Roces said online gaming now accounts for around five percent of household spending, equivalent to P400 billion last year — matching national education outlays.

“That’s a new slice of the consumer wallet,” Roces said during the Cebu Province Economic Forum 3.0 on Friday, Oct. 10, 2025. “In Central Visayas, the share appears even higher, accounting for 15 percent of online gambling revenues — nearly twice the region’s gross domestic product (GDP) share.”

The economic forum was organized by the Cebu Chamber of Commerce and Industry in partnership with Cebu Province.

He warned that the rapid rise of app-based betting platforms could erode spending on discretionary goods such as apparel and dining.

“For retailers, this is an early warning signal,” Roces said. “Gambling isn’t necessarily bad for the economy, but it means pesos are flowing away from malls and stores.”

While household spending remains strong — making up 70 percent of GDP — Roces said these new “wallet diversions” could weigh on consumption-led growth if left unchecked.

- **Set of tasks**:
a) According to the online gambling excerpt, what share of household spending does online gaming now account for?
b) Write a continuation of the online gambling excerpt, picking up after its final sentence.

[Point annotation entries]
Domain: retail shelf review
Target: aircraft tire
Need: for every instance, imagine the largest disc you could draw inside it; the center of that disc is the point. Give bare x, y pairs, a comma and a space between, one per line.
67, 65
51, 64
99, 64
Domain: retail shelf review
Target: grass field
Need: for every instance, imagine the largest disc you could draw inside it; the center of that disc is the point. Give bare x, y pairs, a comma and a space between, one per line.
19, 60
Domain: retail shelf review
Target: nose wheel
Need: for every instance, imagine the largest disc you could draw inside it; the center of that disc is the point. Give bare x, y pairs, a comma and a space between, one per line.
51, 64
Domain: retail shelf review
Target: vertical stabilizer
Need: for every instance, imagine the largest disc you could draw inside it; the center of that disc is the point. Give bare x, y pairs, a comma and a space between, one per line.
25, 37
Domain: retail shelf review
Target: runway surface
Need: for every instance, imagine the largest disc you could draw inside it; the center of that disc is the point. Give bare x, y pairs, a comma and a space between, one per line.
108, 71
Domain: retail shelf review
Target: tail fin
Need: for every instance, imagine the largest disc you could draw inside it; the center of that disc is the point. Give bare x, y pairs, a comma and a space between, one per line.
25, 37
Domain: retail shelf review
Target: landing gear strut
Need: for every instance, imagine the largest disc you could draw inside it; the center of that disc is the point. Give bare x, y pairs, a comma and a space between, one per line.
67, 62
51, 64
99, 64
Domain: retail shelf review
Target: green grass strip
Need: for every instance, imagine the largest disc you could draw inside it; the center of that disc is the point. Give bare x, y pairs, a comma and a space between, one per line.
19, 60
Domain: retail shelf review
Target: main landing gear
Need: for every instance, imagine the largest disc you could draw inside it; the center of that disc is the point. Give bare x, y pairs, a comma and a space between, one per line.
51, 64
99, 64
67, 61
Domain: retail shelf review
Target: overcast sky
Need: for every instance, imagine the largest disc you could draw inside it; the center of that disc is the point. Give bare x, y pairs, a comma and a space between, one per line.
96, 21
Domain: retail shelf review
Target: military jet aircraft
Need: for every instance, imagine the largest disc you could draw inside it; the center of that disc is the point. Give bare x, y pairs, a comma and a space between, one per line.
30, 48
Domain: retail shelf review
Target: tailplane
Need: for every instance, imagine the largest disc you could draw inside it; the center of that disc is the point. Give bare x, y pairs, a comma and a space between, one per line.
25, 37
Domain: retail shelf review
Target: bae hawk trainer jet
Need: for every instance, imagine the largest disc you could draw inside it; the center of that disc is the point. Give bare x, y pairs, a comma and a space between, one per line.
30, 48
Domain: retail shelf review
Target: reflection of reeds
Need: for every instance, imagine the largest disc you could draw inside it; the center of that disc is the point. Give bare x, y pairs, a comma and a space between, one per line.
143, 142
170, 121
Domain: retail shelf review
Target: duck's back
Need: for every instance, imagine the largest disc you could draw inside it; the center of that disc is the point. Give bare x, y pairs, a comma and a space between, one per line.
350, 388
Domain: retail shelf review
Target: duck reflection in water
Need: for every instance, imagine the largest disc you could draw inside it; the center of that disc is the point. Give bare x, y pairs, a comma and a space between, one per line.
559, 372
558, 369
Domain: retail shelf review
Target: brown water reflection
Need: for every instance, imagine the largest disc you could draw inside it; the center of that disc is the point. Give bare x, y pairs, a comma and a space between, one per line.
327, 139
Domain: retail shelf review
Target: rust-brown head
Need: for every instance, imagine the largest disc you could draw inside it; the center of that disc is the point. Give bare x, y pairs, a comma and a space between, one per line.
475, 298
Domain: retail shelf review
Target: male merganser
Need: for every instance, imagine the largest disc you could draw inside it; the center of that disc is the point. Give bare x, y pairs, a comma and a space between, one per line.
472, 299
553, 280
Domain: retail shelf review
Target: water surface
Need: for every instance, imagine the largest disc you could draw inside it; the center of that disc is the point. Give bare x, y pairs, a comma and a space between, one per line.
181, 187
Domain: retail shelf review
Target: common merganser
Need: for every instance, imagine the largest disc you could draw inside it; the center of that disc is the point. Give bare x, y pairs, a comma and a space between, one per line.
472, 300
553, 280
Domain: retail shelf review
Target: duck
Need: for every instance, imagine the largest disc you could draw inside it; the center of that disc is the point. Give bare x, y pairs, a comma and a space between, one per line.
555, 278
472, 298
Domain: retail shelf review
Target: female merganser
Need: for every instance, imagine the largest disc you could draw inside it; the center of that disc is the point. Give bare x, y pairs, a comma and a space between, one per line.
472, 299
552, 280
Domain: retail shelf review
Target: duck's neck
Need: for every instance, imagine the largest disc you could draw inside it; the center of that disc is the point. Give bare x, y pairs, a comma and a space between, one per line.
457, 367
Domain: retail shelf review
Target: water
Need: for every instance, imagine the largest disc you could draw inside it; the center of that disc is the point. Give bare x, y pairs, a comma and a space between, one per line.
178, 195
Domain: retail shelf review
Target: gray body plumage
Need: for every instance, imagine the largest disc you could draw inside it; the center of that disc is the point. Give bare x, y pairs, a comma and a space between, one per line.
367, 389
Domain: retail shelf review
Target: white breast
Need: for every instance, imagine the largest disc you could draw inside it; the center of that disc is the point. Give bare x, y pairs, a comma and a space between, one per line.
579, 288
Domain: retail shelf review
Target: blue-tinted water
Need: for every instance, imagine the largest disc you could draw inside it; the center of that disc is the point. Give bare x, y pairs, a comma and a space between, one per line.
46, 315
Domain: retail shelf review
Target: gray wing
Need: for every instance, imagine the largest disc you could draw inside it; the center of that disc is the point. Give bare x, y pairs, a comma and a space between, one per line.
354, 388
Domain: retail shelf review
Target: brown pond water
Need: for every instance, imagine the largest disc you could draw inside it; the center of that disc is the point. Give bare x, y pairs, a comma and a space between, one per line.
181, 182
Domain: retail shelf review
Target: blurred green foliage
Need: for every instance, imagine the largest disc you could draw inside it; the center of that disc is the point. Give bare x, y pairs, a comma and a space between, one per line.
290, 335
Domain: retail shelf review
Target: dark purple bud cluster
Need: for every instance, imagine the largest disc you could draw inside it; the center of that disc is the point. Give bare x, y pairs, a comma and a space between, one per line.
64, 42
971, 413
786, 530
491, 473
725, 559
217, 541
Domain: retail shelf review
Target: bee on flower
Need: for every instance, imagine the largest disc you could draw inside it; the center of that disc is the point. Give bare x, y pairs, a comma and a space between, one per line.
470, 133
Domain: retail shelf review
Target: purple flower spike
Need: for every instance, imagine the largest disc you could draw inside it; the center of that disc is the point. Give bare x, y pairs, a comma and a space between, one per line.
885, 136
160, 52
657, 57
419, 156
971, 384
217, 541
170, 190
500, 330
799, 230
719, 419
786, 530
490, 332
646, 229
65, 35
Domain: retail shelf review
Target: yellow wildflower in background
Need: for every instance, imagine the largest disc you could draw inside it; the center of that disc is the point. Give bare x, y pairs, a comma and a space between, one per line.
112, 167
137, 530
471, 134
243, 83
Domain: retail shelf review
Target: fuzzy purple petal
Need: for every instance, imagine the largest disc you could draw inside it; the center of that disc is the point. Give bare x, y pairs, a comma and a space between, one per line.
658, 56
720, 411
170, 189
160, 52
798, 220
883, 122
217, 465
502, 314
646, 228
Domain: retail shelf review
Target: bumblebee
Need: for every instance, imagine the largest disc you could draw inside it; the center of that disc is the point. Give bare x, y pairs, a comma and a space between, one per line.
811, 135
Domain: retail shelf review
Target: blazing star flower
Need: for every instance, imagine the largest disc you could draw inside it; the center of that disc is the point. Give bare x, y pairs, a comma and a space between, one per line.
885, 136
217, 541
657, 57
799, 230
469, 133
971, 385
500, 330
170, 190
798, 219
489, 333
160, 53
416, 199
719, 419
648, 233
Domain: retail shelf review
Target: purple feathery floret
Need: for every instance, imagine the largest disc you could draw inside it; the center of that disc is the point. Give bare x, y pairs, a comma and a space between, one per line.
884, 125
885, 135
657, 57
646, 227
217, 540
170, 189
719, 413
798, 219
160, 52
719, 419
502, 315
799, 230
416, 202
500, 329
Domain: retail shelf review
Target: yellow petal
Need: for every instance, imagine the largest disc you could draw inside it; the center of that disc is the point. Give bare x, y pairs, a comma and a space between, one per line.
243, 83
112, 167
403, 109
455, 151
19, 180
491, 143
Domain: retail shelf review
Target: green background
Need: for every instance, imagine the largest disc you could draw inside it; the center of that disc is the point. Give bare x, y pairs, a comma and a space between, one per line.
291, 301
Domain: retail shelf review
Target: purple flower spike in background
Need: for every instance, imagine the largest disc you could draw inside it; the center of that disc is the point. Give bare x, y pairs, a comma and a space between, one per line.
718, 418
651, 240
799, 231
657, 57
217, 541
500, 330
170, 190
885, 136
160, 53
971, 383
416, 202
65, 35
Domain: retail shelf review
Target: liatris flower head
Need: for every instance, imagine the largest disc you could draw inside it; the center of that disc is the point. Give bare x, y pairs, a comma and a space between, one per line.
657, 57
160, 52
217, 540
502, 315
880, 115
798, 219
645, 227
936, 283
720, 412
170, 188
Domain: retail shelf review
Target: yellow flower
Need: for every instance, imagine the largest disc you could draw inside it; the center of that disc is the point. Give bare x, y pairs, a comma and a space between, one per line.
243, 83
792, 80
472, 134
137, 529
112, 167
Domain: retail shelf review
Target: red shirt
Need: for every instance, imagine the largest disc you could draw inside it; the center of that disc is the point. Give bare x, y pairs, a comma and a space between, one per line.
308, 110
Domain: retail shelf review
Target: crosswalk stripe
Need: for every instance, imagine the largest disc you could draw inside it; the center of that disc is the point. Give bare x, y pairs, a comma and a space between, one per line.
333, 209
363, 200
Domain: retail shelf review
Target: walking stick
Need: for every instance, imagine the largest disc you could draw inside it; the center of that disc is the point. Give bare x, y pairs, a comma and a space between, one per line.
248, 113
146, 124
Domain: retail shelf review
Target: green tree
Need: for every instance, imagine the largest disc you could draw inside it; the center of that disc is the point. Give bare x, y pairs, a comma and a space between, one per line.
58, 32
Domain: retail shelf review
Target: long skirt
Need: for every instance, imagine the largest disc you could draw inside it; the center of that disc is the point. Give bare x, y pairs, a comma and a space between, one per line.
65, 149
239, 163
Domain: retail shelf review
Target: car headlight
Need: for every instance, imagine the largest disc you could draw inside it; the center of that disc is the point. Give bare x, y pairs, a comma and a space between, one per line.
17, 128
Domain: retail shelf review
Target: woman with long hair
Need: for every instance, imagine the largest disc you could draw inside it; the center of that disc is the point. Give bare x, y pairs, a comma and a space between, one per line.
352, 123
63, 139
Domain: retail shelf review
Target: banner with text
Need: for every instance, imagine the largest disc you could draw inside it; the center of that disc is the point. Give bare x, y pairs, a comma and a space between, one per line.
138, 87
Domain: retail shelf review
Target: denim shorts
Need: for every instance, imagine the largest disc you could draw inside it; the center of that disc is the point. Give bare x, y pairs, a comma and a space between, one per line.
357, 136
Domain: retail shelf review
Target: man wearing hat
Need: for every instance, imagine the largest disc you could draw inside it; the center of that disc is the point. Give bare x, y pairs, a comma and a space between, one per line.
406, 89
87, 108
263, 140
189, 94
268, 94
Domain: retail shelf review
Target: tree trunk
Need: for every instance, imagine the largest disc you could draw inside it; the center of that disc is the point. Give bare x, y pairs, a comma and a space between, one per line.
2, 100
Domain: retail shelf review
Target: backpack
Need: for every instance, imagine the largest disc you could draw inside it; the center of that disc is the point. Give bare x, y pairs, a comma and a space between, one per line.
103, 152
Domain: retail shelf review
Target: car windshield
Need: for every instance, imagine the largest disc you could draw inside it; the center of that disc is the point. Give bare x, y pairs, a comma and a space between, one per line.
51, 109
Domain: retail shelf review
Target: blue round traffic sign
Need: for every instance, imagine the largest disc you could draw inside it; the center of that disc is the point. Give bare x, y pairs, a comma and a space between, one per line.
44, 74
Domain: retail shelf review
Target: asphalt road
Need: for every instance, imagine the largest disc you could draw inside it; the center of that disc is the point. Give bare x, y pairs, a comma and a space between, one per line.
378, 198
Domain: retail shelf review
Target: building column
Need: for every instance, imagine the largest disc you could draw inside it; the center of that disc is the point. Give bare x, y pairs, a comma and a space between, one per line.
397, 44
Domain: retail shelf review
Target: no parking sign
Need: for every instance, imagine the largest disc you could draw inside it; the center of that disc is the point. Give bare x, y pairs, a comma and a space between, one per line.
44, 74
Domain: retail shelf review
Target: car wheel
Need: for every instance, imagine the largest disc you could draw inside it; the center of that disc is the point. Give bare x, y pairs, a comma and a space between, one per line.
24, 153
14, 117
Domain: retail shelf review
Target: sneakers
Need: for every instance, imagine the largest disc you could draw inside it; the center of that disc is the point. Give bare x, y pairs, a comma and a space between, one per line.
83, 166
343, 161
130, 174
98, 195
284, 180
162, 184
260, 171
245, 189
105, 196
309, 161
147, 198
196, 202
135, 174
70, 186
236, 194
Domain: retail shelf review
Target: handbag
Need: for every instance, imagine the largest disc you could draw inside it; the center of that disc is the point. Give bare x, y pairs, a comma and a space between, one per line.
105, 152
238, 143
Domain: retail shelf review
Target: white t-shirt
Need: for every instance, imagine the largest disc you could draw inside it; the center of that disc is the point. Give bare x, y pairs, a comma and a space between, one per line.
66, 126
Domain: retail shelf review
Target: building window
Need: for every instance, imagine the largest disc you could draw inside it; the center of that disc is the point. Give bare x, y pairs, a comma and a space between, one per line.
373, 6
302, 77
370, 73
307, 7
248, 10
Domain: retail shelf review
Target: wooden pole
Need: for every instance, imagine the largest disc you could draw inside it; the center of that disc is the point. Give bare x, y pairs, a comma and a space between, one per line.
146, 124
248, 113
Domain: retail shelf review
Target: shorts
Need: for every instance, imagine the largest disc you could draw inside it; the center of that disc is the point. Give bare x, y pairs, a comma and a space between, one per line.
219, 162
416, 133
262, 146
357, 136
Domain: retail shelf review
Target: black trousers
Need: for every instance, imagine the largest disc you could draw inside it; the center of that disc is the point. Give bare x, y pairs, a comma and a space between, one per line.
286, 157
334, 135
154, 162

- **Expected results**:
a) Around five percent, equivalent to P400 billion last year.

b)
“Our newest competitor is not another retailer or developer — it’s an app draining pesos that could have been spent in our malls,” he said.

Despite the shift, Roces expects retail and tourism in Cebu to remain strong through 2026, supported by stable prices and steady remittances.

“Cebuano consumers are quick to spend when rice and remittances cooperate, and quick to tighten when fuel and foreign exchange pressures rise,” he added.

‘Bellwether of middle-class resilience’

Roces said Cebu’s economy continues to outperform the national average, powered by resilient household consumption and tourism-led spending, but risks from slowing investment, import dependence and shifting consumer behavior threaten to test that momentum.

Roces said Central Visayas’ growth mirrors the national story — robust on paper but heavily reliant on household consumption.

“Cebu remains the bellwether of middle-class resilience,” he said.

Roces noted that household consumption in Central Visayas has grown faster than the national average since 2022, driven by remittance inflows and the recovery of retail and tourism.

However, he warned that investments outside key tourism corridors remain sluggish. “GDP is only as good as wallets,” he said, emphasizing that Cebu’s growth is still balancing on one leg — consumer spending — with limited new capital formation.

Inflation pressures have eased in Central Visayas, about 0.3 percentage points lower than in Metro Manila due to better rice and fish supply.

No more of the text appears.